» **Instrução A**: Localize nas entradas abaixo cada linha que contenha a palavra "instance" e copie essas linhas, respeitando a diferença entre maiúsculas e minúsculas.

» **Trecho**:
---

A primeira coincidência histórica da terra natal de Cora: a arquitetura goiana adaptou a técnica construtiva paulista às condições ecológicas da região – o ciclo da mineração havia impelido o homem do litoral para o interior do País. Goiás foi a única capital de província, fundada por bandeirantes, que se mantém inalterada até hoje. Anhangüera batizou-a como Arraial de Sant’Anna em 1727. Naquela época o atual Estado de Goiás pertencia ao Estado de São Paulo, tornando-se autônomo em 1749, quando já possuía a cidade de Goiás como capital, então chamada de Vila Boa de Goyaz. O declínio do ciclo do ouro e as dificuldades de acesso colaboraram para a conservação da rara arquitetura originária do barroco português, conhecida como “vernacular” pela simplicidade de suas linhas.

---

» **Excertos de dados**:
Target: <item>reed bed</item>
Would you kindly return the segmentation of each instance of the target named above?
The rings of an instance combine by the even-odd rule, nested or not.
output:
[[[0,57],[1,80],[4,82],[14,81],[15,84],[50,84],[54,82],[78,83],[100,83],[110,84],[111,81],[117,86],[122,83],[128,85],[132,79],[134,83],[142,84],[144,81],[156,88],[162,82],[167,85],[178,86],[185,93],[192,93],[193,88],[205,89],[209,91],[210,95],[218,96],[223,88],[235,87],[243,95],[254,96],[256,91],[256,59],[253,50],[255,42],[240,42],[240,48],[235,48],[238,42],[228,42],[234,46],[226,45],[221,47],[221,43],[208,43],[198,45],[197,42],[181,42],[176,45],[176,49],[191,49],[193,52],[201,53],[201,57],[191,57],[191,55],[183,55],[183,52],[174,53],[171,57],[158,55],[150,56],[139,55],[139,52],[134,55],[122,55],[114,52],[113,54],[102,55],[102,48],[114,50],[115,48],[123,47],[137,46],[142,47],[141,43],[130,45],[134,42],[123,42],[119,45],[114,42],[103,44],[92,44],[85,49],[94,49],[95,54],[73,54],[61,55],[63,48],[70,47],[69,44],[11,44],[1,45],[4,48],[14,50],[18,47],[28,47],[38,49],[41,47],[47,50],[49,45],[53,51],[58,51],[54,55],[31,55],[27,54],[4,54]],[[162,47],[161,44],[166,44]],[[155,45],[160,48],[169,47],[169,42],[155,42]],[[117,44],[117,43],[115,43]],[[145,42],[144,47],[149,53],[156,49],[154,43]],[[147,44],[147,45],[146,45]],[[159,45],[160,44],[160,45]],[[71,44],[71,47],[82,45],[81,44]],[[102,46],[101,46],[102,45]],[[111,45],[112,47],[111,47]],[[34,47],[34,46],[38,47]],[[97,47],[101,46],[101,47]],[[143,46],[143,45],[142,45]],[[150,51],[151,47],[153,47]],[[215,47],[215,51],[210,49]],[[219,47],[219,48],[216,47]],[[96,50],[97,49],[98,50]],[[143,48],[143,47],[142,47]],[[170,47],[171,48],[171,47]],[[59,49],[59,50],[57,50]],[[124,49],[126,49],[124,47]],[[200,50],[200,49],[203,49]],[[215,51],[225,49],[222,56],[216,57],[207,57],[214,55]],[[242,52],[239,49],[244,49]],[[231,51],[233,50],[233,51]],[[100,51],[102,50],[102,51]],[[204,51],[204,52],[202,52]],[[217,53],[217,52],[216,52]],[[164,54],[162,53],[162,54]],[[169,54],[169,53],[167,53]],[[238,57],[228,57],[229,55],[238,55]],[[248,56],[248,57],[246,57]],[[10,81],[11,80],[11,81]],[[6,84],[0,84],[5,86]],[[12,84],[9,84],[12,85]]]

---

» **Instrução B**: Por favor, dê continuidade ao trecho sobre a cidade de Goiás a partir do ponto em que ele termina.

» **Resposta A**:
Would you kindly return the segmentation of each instance of the target named above?
The rings of an instance combine by the even-odd rule, nested or not.

» **Resposta B**:
Nas imagens do fotógrafo carioca Militão Augusto Azevedo, que produziu o Álbum Comparativo de vistas da cidade de São Paulo (1862-1887), há fotografias atestando a semelhança entre as arquiteturas das cidades de São Paulo antiga e Goiás. Constatei pelas fotografias de Militão, por exemplo, a semelhança arquitetônica entre o extinto Mercado Municipal de São Paulo (rua 25 de Março) e o atual Mercado Municipal de Goiás. Essa relação foi fator determinante na concepção do projeto para a cidade de Goiás receber o título de Patrimônio Histórico da Humanidade, outorgado pela Unesco em 13 de dezembro de 2001. Graças ao apoio da população, já que a comunidade é a melhor guardiã dos seus valores culturais, Goiás respondeu às outras exigências da Unesco, como a instalação subterrânea de fiações elétricas e telefônicas e a criação de sistemas de distribuição de água e esgoto.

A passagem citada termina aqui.